(Data items)
────────────────────

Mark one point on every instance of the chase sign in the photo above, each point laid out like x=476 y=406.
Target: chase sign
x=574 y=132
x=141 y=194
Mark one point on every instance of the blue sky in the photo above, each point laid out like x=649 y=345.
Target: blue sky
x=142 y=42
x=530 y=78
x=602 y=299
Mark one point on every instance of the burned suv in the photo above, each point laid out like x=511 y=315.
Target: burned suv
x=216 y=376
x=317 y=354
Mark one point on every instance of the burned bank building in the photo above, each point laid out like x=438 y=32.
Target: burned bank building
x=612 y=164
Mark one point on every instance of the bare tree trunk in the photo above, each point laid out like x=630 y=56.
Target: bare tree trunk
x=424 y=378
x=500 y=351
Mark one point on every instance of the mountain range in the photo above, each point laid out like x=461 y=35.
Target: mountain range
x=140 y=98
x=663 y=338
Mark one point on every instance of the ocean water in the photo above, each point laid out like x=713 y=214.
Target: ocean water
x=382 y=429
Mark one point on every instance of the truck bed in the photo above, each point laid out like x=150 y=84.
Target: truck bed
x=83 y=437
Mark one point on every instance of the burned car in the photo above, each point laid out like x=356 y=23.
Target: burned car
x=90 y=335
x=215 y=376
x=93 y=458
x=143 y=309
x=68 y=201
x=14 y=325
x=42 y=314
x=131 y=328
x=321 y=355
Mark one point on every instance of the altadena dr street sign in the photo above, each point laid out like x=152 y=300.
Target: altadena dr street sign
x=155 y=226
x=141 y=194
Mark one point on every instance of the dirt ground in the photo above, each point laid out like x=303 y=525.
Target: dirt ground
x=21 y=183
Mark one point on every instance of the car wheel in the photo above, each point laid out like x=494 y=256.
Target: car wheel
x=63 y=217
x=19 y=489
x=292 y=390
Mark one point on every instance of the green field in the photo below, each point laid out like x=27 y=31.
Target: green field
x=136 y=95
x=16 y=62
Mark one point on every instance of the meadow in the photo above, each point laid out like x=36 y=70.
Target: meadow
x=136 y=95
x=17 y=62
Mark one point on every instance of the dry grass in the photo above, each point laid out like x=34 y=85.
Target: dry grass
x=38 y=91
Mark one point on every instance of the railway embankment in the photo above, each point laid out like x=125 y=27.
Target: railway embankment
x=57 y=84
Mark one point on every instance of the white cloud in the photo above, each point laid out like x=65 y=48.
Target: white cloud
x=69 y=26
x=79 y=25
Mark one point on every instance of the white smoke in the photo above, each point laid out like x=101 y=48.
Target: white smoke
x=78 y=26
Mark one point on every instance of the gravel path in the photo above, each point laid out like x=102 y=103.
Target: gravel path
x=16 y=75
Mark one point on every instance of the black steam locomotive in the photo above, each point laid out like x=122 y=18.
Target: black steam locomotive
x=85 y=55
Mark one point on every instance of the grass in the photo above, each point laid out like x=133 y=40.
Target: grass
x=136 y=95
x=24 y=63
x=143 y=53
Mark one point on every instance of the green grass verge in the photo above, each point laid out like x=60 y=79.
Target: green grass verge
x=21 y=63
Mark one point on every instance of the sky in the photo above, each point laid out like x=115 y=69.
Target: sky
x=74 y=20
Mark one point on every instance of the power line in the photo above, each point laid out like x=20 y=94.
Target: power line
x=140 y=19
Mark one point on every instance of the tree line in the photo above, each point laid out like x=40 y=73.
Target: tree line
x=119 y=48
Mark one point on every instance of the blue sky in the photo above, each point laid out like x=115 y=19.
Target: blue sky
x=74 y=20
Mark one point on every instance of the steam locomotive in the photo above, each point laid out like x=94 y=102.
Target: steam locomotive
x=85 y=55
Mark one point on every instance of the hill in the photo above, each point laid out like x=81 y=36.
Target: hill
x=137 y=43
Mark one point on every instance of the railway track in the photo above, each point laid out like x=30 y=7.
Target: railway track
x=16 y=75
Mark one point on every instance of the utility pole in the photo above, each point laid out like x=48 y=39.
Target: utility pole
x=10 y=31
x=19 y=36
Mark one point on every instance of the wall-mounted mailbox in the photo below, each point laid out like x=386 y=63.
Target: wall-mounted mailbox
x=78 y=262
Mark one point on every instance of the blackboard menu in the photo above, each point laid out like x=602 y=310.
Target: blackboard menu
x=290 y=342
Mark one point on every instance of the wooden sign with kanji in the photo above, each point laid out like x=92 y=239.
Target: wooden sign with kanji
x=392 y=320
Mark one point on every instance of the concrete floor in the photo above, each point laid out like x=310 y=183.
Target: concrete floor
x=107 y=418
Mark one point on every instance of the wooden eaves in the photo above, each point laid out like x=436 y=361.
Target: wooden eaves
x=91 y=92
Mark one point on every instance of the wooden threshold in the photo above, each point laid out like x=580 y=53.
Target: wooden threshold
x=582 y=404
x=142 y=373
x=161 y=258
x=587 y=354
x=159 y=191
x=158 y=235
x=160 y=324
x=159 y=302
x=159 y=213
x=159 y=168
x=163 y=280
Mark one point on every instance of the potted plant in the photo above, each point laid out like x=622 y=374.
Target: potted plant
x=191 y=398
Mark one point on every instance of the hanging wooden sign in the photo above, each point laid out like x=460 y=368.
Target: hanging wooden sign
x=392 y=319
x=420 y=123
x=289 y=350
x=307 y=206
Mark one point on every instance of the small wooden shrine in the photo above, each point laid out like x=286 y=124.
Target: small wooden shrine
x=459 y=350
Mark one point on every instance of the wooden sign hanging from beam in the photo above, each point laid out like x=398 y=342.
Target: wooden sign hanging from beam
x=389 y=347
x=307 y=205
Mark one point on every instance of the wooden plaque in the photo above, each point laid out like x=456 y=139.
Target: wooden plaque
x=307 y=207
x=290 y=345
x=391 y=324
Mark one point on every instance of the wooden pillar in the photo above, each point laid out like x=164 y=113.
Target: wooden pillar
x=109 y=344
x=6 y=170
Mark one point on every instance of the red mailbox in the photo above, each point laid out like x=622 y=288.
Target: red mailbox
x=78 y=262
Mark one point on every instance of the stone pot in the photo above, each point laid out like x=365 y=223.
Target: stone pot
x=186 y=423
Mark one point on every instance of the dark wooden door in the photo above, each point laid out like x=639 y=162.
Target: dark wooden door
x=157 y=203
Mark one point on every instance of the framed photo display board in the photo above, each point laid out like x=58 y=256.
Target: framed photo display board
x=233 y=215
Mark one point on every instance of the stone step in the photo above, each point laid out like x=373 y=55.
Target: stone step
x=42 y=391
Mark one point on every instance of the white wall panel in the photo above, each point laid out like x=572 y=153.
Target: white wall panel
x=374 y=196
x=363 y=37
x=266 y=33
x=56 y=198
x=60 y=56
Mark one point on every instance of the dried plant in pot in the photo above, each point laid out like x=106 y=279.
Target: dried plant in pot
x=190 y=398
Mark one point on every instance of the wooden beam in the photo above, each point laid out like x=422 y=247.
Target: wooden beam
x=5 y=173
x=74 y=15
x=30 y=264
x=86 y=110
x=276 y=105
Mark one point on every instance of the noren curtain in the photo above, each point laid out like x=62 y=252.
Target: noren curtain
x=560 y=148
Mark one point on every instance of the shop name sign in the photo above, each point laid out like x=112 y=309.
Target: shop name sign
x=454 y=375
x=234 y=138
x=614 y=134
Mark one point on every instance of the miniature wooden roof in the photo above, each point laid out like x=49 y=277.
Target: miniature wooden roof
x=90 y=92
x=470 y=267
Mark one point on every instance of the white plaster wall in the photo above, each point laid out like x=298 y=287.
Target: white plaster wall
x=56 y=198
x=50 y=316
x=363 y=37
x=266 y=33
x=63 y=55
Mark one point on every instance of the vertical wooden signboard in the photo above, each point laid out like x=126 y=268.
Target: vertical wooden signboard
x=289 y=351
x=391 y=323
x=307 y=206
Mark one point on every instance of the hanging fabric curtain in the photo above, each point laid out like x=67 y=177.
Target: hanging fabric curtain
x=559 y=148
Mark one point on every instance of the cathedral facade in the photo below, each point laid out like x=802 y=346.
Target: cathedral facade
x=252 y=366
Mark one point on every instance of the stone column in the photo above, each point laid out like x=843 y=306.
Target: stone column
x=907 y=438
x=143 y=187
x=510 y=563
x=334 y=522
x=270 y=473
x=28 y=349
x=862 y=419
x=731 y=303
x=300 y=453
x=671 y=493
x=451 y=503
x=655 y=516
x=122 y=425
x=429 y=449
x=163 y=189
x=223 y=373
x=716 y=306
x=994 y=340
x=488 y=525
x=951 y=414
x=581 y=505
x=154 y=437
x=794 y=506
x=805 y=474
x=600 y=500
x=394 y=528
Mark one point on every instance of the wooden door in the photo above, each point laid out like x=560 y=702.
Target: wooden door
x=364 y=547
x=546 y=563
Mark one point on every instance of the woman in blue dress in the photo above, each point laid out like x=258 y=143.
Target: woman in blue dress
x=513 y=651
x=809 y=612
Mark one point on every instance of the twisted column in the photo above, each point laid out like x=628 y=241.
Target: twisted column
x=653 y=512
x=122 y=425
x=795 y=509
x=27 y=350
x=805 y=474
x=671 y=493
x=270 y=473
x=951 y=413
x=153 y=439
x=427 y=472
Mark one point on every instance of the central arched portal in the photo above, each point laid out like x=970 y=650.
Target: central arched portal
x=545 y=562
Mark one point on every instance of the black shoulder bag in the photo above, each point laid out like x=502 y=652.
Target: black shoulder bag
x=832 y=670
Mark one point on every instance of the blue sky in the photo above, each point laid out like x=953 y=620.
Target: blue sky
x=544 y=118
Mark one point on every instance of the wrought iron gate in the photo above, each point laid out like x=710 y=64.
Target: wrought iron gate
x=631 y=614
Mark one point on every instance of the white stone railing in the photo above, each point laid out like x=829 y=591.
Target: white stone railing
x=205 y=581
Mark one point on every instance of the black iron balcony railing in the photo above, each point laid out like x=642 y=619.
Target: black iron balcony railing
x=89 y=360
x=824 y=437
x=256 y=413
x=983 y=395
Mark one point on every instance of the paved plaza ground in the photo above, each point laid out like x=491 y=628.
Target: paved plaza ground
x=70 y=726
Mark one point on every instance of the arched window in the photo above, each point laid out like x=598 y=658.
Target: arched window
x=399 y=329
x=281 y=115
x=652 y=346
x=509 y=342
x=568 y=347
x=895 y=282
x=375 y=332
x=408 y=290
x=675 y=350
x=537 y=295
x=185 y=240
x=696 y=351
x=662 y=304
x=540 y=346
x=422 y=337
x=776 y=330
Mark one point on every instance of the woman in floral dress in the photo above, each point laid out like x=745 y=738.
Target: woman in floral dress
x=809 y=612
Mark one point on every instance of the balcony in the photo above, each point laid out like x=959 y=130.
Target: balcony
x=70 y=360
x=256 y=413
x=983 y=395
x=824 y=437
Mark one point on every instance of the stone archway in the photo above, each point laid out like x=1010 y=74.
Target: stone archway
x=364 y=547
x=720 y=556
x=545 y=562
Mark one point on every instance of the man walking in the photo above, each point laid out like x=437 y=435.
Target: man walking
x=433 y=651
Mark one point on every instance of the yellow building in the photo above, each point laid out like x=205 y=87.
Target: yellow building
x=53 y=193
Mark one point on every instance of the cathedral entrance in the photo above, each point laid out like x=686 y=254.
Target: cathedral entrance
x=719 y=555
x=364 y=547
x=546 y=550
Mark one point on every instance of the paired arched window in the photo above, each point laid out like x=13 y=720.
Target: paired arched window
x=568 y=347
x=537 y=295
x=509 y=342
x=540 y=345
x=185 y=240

────────────────────

Present the data from the line that has "Mark one point on every instance of the wooden sign hanging" through the line that has "x=560 y=148" as a two-column CSV with the headers text and answer. Give one row per text with its answer, and put each value in a single quoted field with line breaks replaced by spaces.

text,answer
"Mark one point on every instance of the wooden sign hanging from beam in the photo above, each point laid out like x=398 y=342. Target: wooden sign hanging from beam","x=389 y=347 x=307 y=205"
"Mark one point on every instance of the wooden plaque in the photo above, each point laid out like x=456 y=139. Target: wooden plaque","x=307 y=207 x=290 y=345 x=391 y=324"
"Mark one point on every instance of the wooden pillar in the photo above, each point laid out like x=164 y=113. Target: wooden pillar","x=109 y=344 x=6 y=170"
"Mark one point on every instance of the red mailbox in the photo above, each point laid out like x=622 y=288. Target: red mailbox","x=78 y=262"
"Mark one point on every instance of the stone pot in the photo above, each point laid out like x=365 y=223. Target: stone pot","x=186 y=423"
"Mark one point on every instance of the dark wooden door in the photo above, each point laid out like x=639 y=162. Target: dark wooden door","x=157 y=203"
"Mark one point on every instance of the framed photo display board in the photo above, each point laid out like x=58 y=256. Target: framed photo display board","x=233 y=215"
"Mark one point on every instance of the stone step in the photo above, each point laid out like x=373 y=55. Target: stone step","x=42 y=391"
"Mark one point on every instance of the white wall panel in the photo above, each point laid out like x=572 y=153. Target: white wall panel","x=374 y=196 x=363 y=37 x=266 y=33 x=56 y=198 x=60 y=56"
"Mark one point on every instance of the dried plant in pot in the photo above, each point laid out like x=106 y=279. Target: dried plant in pot","x=190 y=398"
"Mark one point on every instance of the wooden beam in the photo above, each point laid out like x=422 y=247. Target: wooden beam","x=5 y=173 x=74 y=15 x=30 y=264 x=86 y=110 x=276 y=105"
"Mark one point on every instance of the noren curtain in the photo above, each point laid out like x=62 y=252. Target: noren curtain","x=560 y=148"